┌─ Study text

Clinton Running Mate Tim Kaine Scrutinized for Private Plane Ride Provided by Teva Subsidiary

Clinton Running Mate Tim Kaine Scrutinized for Private Plane Ride Provided by Teva Subsidiary July 26, 2016
By Alex Keown, BioSpace.com Breaking News Staff

WASHINGTON – With the prices of certain prescription drugs drawing the ire of elected officials as well as the voting public, U.S. Sen. Tim Kaine, the newly-tapped running mate of Democratic presidential nominee Hilary Clinton, is coming under scrutiny for accepting transportation from a pharmaceutical company while he was governor of Virginia 10 years ago.

└─

**Action item A:** According to the article on Tim Kaine's plane ride, why is he coming under scrutiny now for accepting transportation as governor of Virginia? Answer in one to three sentences.
**Action item B:** Resume the article on Tim Kaine's private plane ride after its last sentence.

┌─ Data excerpt

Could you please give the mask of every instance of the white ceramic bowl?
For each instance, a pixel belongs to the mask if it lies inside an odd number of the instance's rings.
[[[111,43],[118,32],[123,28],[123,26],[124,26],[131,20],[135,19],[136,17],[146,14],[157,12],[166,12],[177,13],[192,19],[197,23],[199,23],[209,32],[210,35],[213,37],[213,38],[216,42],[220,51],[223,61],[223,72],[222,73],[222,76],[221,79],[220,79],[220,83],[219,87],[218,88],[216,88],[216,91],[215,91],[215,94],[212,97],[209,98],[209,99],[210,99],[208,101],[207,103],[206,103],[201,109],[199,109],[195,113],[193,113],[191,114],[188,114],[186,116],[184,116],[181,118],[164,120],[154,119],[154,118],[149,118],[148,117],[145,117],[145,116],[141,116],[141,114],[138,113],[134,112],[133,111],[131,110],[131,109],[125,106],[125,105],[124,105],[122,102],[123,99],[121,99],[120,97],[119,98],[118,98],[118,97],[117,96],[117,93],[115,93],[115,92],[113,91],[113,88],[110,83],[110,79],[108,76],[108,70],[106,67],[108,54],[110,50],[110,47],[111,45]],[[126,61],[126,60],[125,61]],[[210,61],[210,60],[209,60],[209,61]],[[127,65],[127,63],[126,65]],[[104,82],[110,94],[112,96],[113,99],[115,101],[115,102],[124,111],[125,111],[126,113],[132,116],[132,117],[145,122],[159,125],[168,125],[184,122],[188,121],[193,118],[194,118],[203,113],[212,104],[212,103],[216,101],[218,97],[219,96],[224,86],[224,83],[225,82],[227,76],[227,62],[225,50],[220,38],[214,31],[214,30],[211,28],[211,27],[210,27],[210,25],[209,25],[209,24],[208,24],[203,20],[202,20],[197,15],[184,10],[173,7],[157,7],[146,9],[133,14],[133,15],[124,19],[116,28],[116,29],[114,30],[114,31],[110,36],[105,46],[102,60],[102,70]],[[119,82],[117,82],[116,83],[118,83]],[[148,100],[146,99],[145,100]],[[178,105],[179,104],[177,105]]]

└─

**Exercise response A:** Prices of certain prescription drugs are drawing anger from elected officials and the voting public. Kaine accepted that transportation from a pharmaceutical company while he was governor of Virginia 10 years ago.

**Exercise response B:**
In 2006, Kaine took a trip on a private jet operated by New Jersey-based Barr Pharmaceuticals , which was acquired by Teva two years later, when that company was lobbying him over issues related to its drug sales, the New York Times reported on Sunday. The Times noted that the Barr sponsored trip came at a time when the company was seeking approval from the U.S. Food and Drug Administration for generic versions of insulin and Human Growth Hormone. Kaine signed a letter drafted by Barr in 2006, just a few days before taking the plane ride to the Democratic Governors Association meeting in Aspen, Colo. Kaine disclosed the flight, which he valued at $12,000, the Times reported.

In total, Kaine accepted about $160,000 in gifts from companies and individuals during his tenure as governor and lieutenant governor of Virginia, the Times reported.

The Times article came two days after Kaine was tapped by the Clinton campaign as her vice presidential running mate.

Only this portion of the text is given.